§ **The exercise**: Offset the rows from the line with "Given the photo provided, confirm whether any cumulus" to the line with "0 93 113 150", both included. Write those lines out again, requests too, adding 149 to every box coordinate in the answers and leaving everything else as it is.

§ **Rows**:

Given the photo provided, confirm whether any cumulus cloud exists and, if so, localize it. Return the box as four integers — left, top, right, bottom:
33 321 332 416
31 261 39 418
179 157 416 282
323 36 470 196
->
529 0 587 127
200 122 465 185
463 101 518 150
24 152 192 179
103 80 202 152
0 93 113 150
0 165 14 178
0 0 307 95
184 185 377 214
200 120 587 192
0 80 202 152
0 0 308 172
--
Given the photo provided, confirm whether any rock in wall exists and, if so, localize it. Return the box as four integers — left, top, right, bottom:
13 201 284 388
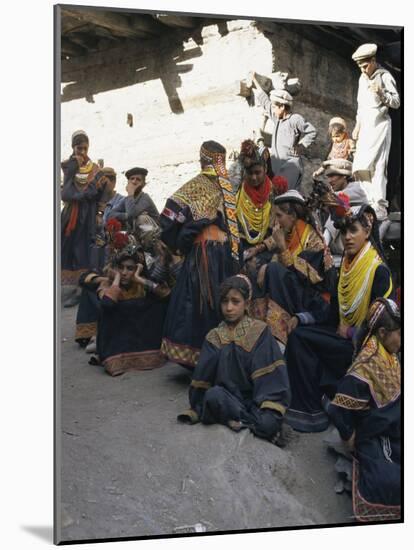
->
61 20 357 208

§ **Response to this exercise**:
Given the photo provided, confirm whether any cumulus cloud exists and, if so, localize it. Return the box as four integers — left, top, right, bottom:
33 321 332 416
31 261 39 418
179 157 416 282
323 36 470 196
->
678 149 736 276
349 271 614 334
612 250 667 299
173 301 341 328
252 229 351 301
149 242 262 299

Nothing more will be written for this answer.